KETENTUAN TUGAS ->
1. Menurut teks tentang film dan semiotika, berapa negara yang mulai merasa Amerika tidak semenarik lima tahun sebelumnya dalam survei Pew Global Attitudes Report tahun 2007?
2. Lanjutkan teks tentang film dan semiotika, dimulai setelah kalimat terakhirnya.

POTONGAN TEKS ->

########

BAB I PENDAHULUAN
1.1. Latar Belakang Masalah Film merupakan sarana komunikasi yang menyebarkan informasi untuk mendidik penontonnya. Sobur (2006:127) menulis bahwa film adalah rekaman realitas yang tumbuh, serta berkembang di dalam masyarakat, kemudian diproyeksikan kembali di layar. Dengan mengandung unsur audio dan visual, film memiliki keunggulan dalam kekayaan atribut yang bisa disampaikan dibandingkan dengan media lain seperti artikel pada media cetak ataupun berita yang dibacakan di radio. Namun, selain menjadi media komunikasi, film juga dapat menjadi sarana representasi. Film dapat mewakili sebuah ide lain yang sebenarnya terdapat di luar substansi film. Film mengandung tanda-tanda yang mengandung ide tersebut. Ilmu yang mempelajari tanda-tanda, jenis, serta hubungan dengan apa yang diwakili adalah semiotika. Menurut Bronwen Martin dan Felizitas Ringham (2002:07), semiotika bisa disimpulkan dalam satu premis seperti tertulis di buku: “there can be no meaning without difference”(tidak akan ada sebuah arti tanpa adanya perbedaan). Tidak akan ada gelap tanpa terang, panas tanpa dingin, dan seterusnya. Lantas, perbedaan ini yang membentuk sistem dalam komunikasi. Ilmu semiotika kemudian tidak mencakup bidang tertentu seperti ilmu bahasa saja, tetapi menjadi teori umum bagi semua tanda yang ada di semua subjek.
1
Dengan kata lain, semiotika adalah alat untuk memahami kehidupan sosial yang direpresentasikan melalui sesuatu. Penelitian inipun juga melihat realitas sebagai suatu hal yang objektif, sederhana, dan positif dan terdiri dari impresi-impresi indera karena yang diyakini adalah satu realitas dari suatu kebenaran. Prinsip lainnya adalah, jika fakta hanya dipisahkan dari nilai dan ilmuwan sosial yang tidak diperkenankan membuat pernyataan nilai karena yang ditekankan adalah tesis netralitas nilai. Sejak tahun 1940-an dalam masa perang, industri film Hollywood menjadi salah satu senjata andalan Amerika untuk berperang. Perang yang dilakukan Hollywood adalah melalui produksi film. Hasil kerja Hollywood yang ditayangkan kepada publik menjadi alat propaganda yang menguntungkan Amerika (Langdon, 2008:2). Film yang ditayangkan tidak sekadar menjadi sarana hiburan, tetapi sarana representasi, yakni perangkat semiotika. Akan tetapi, sebuah konstruks pesan pada sebuah film bisa ditangkap berbeda oleh komunikannya. Sejak masa perang di mana Hollywood sangat efektif dalam menyebarkan pesan Amerikanisme (Langdon, 2008:25), dampak tersebut tidak lagi seampuh seperti dulu. Menurut survei Pew Global Attitudes Report pada tahun 2007, 26 dari 33 negara mulai merasa Amerika tidak semenarik lima tahun yang lalu. Dalam sebuah survei terhadap beberapa SMA di 12 negara pada 2002, didapati bahwa pandangan para siswa telah terpengaruh secara signifikan bahwa Amerika adalah negara yang mendominasi, tidak memenuhi nilai moral seksual, materialistik, dan kasar dalam hiburan media massa (Defleur dan Defleur dalam Woodburn, 2009:98).

########

DAFTAR BARIS ->
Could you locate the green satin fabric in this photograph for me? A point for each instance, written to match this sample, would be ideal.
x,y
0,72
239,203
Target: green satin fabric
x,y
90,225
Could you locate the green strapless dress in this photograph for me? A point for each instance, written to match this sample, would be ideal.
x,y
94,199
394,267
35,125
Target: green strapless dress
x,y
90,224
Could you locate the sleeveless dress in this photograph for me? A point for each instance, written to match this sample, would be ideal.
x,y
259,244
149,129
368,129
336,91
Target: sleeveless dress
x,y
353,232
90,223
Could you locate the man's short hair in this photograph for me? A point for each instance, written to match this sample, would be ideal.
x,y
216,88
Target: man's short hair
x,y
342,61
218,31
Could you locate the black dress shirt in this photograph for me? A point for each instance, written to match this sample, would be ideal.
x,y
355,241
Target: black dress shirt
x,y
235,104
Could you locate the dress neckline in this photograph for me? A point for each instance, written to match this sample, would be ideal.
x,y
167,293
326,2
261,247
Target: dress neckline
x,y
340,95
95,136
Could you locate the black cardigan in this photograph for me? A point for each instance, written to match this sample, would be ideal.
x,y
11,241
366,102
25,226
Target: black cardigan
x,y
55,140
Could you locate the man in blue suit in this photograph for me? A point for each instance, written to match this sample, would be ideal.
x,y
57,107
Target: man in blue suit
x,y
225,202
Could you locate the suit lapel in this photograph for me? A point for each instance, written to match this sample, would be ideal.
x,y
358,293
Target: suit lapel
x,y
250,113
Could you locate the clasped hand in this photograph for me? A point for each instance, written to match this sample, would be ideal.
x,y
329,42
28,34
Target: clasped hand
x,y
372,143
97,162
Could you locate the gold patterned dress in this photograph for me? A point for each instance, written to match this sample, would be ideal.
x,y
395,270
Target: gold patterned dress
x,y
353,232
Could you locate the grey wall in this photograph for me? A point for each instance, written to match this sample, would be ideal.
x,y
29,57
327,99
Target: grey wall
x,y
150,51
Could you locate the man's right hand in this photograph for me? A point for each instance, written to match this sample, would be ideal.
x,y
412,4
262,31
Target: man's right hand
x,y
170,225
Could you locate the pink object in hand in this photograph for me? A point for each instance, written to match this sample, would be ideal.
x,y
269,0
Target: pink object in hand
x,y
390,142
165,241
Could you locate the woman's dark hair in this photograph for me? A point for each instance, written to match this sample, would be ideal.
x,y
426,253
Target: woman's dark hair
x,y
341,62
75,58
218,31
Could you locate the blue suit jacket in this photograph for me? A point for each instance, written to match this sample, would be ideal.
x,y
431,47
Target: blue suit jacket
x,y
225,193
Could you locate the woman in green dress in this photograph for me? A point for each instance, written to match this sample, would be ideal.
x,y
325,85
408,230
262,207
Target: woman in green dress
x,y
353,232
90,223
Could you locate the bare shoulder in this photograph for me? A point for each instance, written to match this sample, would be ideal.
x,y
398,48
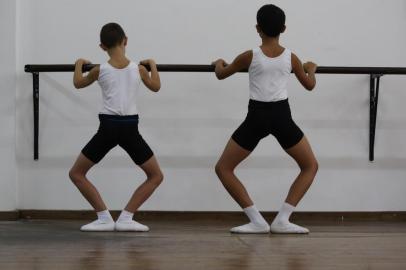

########

JAWABAN PER TUGAS ->
1. 26 dari 33 negara.

2.
2
Sebagai serangan balik, Amerika menggunakan Hollywood sebagai lahan bisnis strategis untuk meningkatkan ekspor produknya kepada negara-negara yang mulai berpandangan negatif terhadap AS (Woodburn, 2008:98). Fenomena ini mendatangkan paradoks: mengapa negara-negara yang tidak menginginkan pengaruh AS di negaranya justru membuat bisnis industri film, musik, dan serial televisi Amerika melejit di berbagai negara. Mereka menyukai teknologi Amerika dan ekspor budaya, tetapi tidak dengan idealismenya. Menurut survei Pew Global Attitudes Report lebih lanjut, negara berpenduduk mayoritas muslim seperti Bangladesh, Pakistan, Turkey, Yordania, dan Mesir bahkan lebih gencar dalam menangkis masuknya nilai-nilai Amerika (Woodburn, 2008:98). Terdapat sebuah pokok nilai dan ide yang disampaikan pada film-film pemicu baik ketertarikan terhadap AS maupun anti-Amerika tersebut. Konsep yang mengekspresikan keseluruhan aspek dari negara Amerika, mula dari kekuatan militer, wilayah negara, hingga nasionalisme adalah Amerikanisme (Kazin, 2011:12). Peneliti mengambil film Godzilla sebagai objek penelitian. Film produksi Toho Co., Ltd. ini telah menayangkan 35 film Godzilla sejak 1954. Dari sejumlah film tersebut yang diproduksi Jepang, terdapat 7 film yang digarap oleh Amerika. 5 film di antaranya adalah pembuatan ulang dari Godzilla versi Jepang, sedangkan Godzilla tahun 1998 dan 2014 sepenuhnya dikomposisi oleh Amerika: Godzilla edisi tahun 1998 diproduksi Tristar Pictures, dan yang terbaru ini dibuat oleh Legendary Pictures.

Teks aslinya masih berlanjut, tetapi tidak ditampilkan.